Entries listed in a dataset
--- begin ---

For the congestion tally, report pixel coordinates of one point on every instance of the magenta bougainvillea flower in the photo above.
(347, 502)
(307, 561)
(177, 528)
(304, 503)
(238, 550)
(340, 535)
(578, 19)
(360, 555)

--- end ---

▶ _TASK TO COMPLETE_
Copy all of the data above without any alteration.

▶ _RESULT_
For the congestion tally, report pixel coordinates of one point on every instance of the magenta bougainvillea flower in the photo above.
(347, 502)
(307, 561)
(177, 528)
(304, 503)
(238, 550)
(340, 535)
(578, 19)
(360, 555)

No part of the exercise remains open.